CONSIGNES:
- a) Extrayez, parmi les lignes ci-dessous, toutes celles qui contiennent le mot « bread ».
- b) Poursuivez le récit d'une enfance passée au milieu de l'art, en reprenant juste après sa dernière phrase.

TEXTE CITÉ:

^^^^^^^^

L’art a en quelque sorte toujours fait partie de ma vie. J’ai grandi dans le Sud-Ouest avec ma mère qui était professeur d’arts plastiques et passionnée d’art, d’objets et de design. Nous n’avions pas de télévision, ni de jeux-vidéos, j’ai donc passé tout mon temps libre à bricoler et à faire des activités manuelles. On avait beaucoup de livres d’art chez nous, à partir desquels ma mère préparait ses cours et en profitait pour m’apprendre l’histoire de l’art. Tous les week-ends nous allions faire des vides greniers et des brocantes au Pays Basque. Elle a exercé mon œil sur les objets, m’a appris à les distinguer, à les reconnaitre et m’a raconté leur histoire. Mon oncle est aussi passionné d’art et m’a beaucoup appris sur ce domaine. En grandissant j’ai toujours su que je voulais évoluer dans un milieu créatif.

^^^^^^^^

DONNÉES À TRAITER:
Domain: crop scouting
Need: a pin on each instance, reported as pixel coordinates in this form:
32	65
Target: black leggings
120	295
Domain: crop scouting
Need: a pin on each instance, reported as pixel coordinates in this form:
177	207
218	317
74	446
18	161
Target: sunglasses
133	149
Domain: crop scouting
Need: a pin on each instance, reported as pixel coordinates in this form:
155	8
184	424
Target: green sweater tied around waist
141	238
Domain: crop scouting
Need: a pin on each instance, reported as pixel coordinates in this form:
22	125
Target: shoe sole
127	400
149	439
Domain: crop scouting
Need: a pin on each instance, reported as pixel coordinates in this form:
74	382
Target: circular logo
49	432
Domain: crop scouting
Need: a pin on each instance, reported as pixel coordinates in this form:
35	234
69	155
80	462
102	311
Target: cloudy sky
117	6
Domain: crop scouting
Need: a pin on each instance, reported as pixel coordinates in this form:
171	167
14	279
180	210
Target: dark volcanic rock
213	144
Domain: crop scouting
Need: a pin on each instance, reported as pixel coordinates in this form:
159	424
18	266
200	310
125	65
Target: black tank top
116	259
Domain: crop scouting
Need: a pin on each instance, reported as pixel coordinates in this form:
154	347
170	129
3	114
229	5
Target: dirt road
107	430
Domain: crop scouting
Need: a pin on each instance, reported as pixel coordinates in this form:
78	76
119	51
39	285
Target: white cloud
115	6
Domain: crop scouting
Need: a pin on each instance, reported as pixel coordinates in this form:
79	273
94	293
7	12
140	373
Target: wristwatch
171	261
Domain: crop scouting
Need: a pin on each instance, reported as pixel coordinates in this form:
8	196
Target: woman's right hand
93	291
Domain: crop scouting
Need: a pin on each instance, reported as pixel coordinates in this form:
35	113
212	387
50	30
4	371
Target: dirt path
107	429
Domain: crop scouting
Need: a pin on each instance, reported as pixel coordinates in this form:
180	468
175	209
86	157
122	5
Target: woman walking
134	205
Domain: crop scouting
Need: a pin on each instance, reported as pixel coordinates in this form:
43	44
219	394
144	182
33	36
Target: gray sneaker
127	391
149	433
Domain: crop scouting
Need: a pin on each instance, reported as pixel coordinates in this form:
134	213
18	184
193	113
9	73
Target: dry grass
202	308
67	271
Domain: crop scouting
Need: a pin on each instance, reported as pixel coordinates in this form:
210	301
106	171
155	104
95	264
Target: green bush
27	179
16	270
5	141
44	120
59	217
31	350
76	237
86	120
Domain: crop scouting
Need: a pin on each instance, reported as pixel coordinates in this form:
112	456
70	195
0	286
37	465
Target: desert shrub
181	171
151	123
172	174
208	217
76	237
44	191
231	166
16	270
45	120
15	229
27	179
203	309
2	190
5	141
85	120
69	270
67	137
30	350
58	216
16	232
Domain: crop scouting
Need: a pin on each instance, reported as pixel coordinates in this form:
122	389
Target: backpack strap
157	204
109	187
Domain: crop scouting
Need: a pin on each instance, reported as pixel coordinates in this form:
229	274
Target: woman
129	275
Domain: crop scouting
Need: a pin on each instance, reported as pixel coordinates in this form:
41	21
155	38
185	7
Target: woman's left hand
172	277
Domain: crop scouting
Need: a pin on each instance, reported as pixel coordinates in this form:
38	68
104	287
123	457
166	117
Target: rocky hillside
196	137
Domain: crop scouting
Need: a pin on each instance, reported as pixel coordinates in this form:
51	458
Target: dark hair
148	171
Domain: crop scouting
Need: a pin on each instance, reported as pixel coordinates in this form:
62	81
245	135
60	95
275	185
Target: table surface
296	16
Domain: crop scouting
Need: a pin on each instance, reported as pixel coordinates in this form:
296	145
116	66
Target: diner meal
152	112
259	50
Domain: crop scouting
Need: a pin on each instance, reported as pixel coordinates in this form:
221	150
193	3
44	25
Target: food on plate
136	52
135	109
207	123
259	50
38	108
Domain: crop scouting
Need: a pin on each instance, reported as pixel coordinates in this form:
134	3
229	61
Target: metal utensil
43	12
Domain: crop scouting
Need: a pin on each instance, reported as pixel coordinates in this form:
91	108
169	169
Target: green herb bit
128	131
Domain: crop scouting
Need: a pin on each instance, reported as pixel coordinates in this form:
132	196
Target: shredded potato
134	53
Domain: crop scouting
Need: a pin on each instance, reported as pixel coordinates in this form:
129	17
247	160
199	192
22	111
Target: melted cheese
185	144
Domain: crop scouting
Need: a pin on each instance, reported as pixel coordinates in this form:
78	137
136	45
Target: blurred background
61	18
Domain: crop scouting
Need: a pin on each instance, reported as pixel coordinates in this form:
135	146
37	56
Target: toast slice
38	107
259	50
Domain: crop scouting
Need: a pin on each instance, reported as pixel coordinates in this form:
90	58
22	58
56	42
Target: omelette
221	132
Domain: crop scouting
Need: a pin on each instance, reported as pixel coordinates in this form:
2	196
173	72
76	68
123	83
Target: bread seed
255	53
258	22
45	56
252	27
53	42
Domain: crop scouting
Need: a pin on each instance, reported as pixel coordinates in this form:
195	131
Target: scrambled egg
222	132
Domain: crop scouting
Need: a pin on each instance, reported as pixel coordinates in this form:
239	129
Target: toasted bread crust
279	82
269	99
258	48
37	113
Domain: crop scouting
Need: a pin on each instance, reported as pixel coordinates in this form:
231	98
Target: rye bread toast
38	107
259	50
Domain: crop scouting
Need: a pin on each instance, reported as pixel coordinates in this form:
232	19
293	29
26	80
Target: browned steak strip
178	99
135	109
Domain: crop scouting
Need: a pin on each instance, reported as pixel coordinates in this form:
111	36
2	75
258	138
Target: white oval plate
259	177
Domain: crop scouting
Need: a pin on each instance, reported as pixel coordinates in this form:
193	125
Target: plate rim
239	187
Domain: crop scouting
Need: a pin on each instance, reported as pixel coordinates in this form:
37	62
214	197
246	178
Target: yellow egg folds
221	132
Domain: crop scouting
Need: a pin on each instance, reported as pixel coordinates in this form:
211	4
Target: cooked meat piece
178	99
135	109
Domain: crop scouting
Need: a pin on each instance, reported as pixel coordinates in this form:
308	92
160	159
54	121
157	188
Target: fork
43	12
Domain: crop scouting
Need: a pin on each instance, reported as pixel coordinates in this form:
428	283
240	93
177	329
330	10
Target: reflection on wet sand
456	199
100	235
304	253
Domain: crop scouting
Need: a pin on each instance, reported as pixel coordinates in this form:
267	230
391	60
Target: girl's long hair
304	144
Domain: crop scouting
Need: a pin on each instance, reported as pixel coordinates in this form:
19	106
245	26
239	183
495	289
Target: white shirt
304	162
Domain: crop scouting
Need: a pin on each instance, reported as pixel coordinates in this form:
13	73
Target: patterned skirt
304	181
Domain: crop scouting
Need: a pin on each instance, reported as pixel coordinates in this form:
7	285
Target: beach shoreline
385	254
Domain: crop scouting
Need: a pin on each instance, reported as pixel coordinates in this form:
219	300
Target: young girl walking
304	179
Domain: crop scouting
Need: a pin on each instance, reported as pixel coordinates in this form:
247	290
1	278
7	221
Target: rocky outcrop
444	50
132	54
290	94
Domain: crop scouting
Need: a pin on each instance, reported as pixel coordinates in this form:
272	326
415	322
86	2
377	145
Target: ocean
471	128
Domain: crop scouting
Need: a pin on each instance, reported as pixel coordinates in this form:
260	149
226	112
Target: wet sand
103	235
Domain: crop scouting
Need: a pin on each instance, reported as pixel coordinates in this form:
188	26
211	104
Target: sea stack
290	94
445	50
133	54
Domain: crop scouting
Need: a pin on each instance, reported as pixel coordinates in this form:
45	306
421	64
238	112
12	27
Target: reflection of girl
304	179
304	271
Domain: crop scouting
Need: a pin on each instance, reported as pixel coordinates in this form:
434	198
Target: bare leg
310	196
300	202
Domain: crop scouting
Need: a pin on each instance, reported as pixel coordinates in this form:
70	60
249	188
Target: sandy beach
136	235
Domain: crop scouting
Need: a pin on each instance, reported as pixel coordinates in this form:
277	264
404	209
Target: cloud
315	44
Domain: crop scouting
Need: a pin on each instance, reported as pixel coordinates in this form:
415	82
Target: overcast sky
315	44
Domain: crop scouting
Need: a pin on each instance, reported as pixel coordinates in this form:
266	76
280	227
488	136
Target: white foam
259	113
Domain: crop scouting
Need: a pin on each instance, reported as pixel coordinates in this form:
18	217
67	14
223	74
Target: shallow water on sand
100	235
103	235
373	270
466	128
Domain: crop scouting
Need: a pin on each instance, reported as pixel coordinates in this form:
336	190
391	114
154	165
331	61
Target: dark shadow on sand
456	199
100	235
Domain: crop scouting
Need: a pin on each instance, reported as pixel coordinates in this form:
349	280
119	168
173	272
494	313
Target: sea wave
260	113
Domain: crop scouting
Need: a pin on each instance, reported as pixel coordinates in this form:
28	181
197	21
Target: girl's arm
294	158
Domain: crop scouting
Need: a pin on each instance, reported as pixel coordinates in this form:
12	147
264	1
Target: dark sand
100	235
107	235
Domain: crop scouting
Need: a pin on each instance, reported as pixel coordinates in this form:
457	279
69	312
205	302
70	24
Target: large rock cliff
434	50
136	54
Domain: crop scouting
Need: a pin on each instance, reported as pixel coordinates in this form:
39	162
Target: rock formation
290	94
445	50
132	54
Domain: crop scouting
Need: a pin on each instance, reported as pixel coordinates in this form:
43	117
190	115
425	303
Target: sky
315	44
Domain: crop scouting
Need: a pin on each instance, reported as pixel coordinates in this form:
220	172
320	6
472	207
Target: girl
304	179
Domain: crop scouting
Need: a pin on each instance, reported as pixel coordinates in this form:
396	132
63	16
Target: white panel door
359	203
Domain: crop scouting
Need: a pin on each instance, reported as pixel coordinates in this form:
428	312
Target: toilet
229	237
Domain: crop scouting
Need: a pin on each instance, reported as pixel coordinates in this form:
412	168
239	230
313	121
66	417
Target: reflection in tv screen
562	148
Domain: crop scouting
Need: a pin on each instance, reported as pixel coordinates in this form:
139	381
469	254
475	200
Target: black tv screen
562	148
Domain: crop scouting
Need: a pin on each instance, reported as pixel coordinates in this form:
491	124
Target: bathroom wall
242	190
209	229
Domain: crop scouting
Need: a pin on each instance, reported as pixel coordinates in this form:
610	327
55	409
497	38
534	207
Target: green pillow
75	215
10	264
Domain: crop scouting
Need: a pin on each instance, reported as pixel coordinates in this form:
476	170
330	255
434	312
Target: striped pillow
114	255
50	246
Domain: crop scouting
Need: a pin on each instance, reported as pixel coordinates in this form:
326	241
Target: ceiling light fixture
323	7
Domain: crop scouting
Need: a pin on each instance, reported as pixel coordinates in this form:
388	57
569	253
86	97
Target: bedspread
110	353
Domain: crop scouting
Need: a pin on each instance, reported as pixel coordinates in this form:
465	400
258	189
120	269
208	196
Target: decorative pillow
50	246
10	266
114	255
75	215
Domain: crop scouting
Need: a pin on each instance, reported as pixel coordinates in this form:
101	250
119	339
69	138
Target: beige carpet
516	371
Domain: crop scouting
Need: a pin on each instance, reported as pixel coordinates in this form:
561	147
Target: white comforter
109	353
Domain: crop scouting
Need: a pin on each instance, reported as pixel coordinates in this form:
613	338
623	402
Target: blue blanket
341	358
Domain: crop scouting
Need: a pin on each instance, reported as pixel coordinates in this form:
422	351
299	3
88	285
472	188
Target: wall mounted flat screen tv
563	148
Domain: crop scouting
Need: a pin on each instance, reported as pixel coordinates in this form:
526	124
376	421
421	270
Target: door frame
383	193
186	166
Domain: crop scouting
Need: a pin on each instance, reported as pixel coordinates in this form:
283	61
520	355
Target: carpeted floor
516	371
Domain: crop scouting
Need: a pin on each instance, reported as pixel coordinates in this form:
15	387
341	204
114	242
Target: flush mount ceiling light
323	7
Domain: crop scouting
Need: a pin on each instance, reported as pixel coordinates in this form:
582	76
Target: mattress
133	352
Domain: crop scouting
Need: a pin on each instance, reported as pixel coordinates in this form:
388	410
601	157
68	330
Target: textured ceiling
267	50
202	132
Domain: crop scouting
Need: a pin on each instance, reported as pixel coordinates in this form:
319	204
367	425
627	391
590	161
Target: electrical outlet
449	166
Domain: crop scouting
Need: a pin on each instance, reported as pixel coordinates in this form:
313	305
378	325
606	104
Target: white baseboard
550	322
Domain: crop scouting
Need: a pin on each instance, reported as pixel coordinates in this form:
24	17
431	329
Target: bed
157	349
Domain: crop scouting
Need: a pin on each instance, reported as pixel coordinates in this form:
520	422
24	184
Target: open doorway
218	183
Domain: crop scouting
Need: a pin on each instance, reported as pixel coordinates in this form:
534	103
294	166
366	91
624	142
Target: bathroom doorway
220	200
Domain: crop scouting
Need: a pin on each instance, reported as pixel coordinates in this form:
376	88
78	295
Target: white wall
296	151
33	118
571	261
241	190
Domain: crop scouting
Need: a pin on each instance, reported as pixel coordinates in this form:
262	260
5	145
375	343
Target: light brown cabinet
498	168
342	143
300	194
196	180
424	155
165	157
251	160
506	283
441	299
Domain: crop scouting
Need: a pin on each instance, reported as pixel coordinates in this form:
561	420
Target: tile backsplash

^^^^^^^^

CORRIGÉ:
- a)
Target: bread seed
Target: toasted bread crust
Target: rye bread toast

- b)
J’ai déménagé à Paris au lycée, ma vision de l’art s’est alors élargie. Pendant 3 ans j’ai pris des cours d’art dans une petite école en plus du lycée. Après le bac, j’ai intégré une prépa artistique. Je souhaitais faire du design industriel mais mes professeurs ont vite compris que mes travaux n’avaient rien d’utilitaire et m’ont poussé à passer le concours des Beaux-Arts de Paris. J’ai été refusée de l’école que je souhaitais et prise aux Beaux-Arts donc le destin a bien joué ! Avec du recul je suis très heureuse d’y étudier et je pense que c’est là où je devais être. Arrivée aux Beaux-Arts j’ai intégré l’atelier d’Emmanuel Saulnier pour sa dernière année en tant que professeur puis celui de Pascale Marthine Tayou où je suis toujours.

2. Quels sont les thèmes que tu travailles et exprimes dans tes travaux ? Pourquoi ?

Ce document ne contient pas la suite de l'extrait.